**WORK TO COMPLETE:** Below are records; work out how many of their lines contain the word "sunflower" and reply with the number only.

DATA EXTRACT section start

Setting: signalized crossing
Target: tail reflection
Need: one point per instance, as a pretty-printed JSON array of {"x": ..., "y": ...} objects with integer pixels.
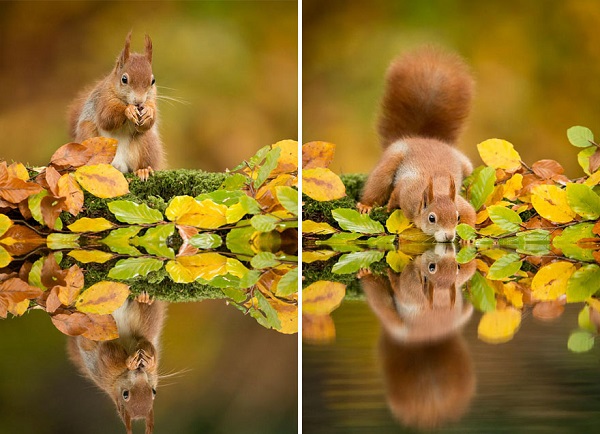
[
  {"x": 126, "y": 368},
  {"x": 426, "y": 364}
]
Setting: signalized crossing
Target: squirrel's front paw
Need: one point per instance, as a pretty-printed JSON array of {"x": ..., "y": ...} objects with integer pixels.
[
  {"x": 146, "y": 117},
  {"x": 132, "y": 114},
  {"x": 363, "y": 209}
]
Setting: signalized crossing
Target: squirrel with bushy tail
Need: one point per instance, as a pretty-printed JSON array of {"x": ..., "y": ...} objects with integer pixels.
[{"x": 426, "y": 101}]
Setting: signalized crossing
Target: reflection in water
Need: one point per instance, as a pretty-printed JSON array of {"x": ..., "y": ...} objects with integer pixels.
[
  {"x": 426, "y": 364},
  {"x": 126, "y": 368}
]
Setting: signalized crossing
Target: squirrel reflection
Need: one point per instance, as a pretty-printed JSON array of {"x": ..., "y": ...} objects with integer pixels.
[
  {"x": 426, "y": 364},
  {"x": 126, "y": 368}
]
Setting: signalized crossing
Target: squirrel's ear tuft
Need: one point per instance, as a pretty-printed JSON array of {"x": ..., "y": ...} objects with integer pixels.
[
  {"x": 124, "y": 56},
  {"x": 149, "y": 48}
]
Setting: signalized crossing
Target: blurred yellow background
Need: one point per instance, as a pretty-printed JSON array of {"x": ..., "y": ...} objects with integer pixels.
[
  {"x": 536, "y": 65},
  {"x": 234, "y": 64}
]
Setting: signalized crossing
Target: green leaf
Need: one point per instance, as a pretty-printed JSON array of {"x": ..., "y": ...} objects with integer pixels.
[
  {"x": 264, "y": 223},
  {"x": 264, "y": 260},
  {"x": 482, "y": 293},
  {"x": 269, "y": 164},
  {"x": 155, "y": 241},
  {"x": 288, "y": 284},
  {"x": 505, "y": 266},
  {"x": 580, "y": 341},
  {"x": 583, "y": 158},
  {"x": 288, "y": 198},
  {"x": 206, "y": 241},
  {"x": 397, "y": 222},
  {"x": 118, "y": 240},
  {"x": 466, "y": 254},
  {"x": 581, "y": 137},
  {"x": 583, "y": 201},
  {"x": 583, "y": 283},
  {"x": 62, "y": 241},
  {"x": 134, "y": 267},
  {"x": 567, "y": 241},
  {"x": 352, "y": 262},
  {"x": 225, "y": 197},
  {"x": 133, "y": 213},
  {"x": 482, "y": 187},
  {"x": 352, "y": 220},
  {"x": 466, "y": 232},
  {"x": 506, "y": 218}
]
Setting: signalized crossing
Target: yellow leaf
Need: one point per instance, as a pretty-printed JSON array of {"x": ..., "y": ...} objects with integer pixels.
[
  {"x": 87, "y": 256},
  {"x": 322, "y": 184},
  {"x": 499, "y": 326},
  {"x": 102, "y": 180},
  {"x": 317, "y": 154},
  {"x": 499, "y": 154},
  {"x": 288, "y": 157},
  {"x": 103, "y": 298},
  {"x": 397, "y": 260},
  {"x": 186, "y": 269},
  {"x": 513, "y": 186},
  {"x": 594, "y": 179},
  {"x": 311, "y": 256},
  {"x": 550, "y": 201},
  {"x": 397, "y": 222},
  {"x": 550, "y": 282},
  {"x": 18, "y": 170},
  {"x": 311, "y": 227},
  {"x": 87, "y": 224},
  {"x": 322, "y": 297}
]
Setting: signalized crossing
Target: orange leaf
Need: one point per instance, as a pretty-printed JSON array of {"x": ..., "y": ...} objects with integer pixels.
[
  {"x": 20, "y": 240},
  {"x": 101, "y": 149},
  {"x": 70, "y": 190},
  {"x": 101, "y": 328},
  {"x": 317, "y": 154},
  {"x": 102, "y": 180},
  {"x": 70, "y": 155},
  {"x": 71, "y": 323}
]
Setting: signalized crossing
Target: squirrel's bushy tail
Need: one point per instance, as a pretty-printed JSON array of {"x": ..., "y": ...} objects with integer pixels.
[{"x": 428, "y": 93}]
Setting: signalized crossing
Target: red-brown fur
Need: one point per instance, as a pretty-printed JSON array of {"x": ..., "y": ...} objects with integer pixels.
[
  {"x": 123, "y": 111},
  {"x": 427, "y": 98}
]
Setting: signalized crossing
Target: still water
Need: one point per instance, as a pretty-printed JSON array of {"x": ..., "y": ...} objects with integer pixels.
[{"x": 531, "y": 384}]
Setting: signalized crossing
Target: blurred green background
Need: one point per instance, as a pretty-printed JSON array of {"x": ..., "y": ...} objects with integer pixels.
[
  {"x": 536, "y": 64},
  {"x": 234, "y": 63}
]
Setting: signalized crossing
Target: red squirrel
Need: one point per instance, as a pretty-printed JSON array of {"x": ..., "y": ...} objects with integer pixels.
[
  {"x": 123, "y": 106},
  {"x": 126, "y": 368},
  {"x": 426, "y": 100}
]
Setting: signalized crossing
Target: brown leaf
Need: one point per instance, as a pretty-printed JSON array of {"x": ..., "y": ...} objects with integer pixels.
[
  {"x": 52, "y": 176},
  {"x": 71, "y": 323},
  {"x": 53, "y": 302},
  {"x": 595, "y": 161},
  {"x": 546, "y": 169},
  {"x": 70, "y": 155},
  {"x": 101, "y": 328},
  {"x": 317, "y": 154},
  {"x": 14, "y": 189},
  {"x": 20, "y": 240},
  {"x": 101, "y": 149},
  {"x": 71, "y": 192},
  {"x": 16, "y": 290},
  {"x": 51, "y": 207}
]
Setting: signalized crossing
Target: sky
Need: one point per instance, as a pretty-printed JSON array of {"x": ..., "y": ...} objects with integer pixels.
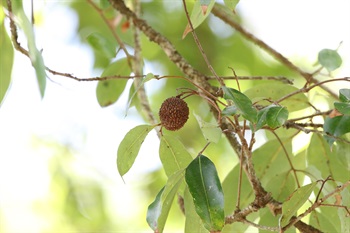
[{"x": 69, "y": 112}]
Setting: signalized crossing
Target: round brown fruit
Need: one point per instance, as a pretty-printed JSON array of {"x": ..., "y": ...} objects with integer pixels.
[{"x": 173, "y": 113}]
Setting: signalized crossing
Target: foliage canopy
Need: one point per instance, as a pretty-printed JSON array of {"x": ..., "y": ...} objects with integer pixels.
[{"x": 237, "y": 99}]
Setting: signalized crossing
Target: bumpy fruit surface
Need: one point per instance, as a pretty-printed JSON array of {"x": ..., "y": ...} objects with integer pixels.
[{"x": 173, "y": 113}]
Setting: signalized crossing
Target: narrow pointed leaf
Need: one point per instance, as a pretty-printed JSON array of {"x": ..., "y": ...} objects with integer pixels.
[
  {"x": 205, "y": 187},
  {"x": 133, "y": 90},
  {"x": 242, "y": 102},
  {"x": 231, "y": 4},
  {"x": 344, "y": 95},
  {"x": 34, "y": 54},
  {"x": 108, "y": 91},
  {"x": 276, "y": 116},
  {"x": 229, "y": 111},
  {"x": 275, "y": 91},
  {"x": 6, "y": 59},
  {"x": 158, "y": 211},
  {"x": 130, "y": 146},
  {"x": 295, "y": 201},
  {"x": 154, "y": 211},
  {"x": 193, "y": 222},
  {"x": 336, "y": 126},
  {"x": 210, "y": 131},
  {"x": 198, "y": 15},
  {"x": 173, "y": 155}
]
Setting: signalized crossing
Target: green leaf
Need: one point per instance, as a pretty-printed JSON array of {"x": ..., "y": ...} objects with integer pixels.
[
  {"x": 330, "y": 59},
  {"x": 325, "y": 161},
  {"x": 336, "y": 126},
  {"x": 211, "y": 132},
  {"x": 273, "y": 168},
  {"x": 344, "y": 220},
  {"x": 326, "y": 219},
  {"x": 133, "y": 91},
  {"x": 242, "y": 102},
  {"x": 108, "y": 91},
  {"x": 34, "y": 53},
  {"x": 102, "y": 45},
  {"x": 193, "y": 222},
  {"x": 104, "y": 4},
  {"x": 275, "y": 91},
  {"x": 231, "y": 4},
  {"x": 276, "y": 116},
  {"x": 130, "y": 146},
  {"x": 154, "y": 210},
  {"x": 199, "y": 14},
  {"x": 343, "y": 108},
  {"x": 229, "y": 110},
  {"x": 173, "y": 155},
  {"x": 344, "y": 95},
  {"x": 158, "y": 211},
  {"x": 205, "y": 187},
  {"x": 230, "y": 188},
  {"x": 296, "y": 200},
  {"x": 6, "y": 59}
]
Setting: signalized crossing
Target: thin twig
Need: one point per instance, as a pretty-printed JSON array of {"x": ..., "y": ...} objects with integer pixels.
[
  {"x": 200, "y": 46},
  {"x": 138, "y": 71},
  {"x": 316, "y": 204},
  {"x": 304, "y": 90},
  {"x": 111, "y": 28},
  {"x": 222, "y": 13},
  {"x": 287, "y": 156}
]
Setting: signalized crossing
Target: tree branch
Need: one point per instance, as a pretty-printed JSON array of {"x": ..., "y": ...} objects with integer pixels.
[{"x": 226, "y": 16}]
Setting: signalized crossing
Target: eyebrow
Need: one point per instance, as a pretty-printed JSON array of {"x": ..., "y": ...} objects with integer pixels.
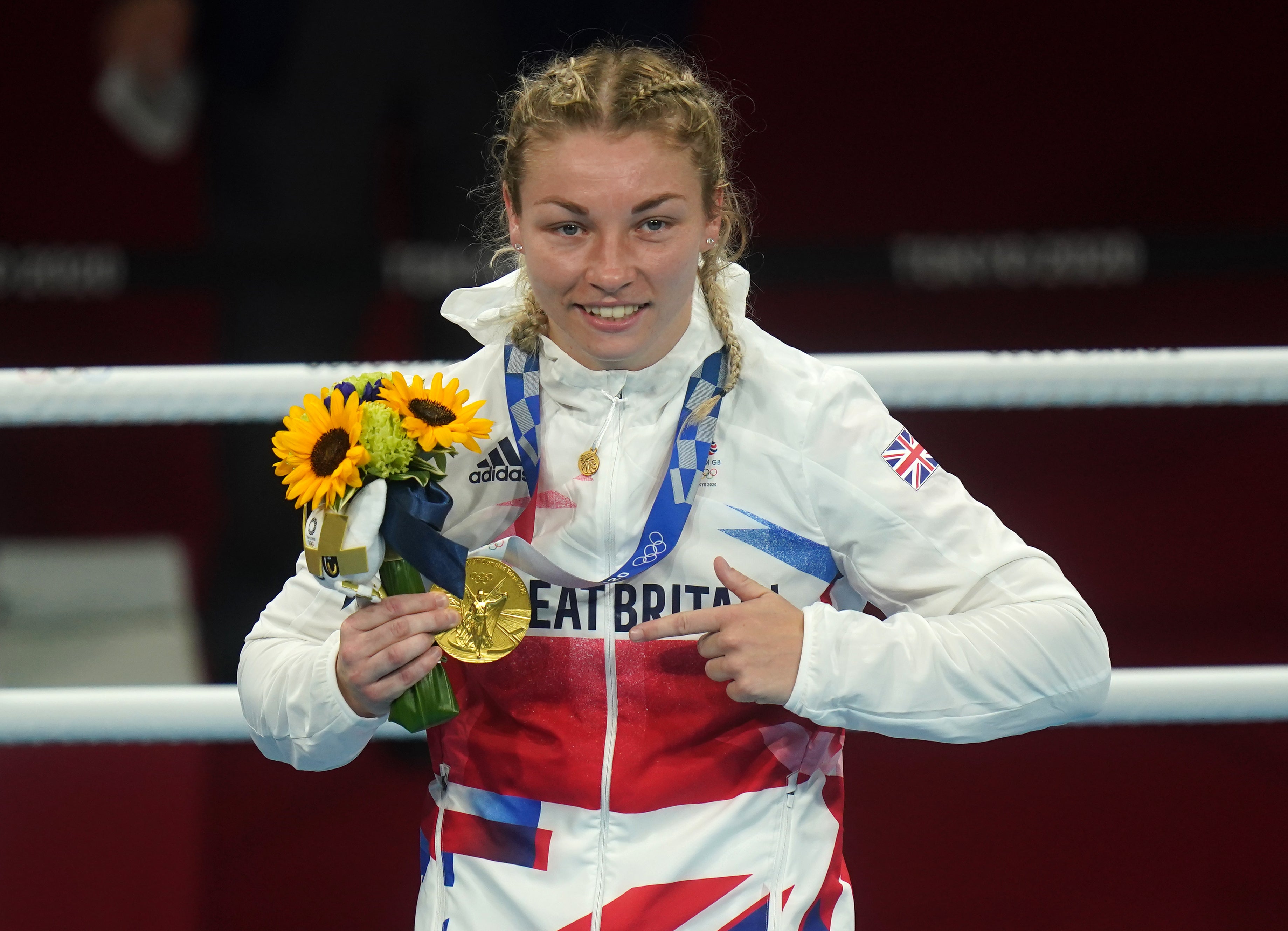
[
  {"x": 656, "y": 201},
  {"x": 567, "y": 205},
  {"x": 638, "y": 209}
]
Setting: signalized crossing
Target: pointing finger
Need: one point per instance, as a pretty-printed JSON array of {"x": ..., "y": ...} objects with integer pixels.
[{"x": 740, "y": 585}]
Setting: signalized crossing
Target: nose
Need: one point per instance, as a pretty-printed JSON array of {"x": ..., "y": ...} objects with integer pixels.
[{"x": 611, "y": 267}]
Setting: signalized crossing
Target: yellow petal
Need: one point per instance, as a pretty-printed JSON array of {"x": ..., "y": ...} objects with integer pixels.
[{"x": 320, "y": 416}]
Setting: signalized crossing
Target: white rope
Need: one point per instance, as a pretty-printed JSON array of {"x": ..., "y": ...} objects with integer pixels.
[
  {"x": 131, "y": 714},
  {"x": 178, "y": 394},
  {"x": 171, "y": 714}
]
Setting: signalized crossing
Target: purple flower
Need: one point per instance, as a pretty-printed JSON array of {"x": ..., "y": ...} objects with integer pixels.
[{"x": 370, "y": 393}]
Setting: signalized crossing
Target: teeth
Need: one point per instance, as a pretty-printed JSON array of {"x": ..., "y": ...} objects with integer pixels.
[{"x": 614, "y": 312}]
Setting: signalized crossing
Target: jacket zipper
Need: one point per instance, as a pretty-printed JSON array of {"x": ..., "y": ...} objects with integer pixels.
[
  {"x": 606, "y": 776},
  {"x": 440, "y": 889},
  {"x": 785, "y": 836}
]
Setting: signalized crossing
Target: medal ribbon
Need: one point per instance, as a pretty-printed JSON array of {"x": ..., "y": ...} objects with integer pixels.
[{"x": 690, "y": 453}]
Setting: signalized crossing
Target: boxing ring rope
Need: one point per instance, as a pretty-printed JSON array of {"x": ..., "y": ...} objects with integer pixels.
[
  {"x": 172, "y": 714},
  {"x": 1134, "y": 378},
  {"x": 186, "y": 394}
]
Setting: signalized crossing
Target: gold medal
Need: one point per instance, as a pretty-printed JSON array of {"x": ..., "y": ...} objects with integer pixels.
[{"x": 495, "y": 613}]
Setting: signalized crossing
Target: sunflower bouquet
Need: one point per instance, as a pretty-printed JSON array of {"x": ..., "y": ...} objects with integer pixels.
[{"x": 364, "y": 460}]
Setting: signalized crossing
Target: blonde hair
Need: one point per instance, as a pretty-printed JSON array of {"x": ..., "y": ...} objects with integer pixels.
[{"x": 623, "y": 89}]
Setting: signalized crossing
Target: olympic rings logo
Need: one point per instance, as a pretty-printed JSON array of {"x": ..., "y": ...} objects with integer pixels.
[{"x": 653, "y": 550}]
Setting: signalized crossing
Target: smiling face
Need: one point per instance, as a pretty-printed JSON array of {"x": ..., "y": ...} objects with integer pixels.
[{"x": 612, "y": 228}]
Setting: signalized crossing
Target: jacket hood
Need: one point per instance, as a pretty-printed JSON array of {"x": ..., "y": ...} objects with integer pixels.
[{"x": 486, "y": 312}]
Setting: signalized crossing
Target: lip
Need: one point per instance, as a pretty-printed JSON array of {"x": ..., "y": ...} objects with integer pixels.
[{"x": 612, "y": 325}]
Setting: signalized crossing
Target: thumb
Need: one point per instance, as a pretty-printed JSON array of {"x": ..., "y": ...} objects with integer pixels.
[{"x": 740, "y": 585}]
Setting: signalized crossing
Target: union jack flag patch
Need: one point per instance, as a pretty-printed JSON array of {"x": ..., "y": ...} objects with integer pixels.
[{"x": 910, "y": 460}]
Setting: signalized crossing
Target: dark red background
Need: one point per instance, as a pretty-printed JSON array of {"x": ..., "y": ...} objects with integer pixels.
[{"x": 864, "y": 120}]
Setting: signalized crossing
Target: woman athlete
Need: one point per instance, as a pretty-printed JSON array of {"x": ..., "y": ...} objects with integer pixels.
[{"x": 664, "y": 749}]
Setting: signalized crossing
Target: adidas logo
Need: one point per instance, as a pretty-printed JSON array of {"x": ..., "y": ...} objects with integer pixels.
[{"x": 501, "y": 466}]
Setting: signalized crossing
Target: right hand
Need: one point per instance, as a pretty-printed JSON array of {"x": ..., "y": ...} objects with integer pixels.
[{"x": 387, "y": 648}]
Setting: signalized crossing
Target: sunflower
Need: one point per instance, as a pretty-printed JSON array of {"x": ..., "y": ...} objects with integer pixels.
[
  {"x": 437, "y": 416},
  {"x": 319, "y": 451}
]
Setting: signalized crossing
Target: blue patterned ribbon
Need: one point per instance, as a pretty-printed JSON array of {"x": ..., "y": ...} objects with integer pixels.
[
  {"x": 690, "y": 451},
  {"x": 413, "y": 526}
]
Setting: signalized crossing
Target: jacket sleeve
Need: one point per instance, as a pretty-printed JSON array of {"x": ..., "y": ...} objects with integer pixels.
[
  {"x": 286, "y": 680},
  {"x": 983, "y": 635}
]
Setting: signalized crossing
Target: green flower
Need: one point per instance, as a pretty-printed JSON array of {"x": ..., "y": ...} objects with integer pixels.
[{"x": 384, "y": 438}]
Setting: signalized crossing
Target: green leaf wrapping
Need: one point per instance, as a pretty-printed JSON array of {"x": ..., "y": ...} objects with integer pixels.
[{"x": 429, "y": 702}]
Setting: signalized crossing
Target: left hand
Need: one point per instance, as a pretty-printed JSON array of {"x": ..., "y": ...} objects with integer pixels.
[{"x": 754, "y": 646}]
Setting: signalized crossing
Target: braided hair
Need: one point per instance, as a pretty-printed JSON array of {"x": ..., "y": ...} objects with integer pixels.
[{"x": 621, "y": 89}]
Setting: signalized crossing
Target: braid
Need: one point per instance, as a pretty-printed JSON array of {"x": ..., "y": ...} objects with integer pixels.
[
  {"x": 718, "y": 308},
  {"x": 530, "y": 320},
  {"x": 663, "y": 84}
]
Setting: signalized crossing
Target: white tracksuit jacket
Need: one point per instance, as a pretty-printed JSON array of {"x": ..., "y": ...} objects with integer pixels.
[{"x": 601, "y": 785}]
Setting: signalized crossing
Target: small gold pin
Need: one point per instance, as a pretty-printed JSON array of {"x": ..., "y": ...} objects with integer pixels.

DATA EXTRACT section end

**ANSWER BOX:** 2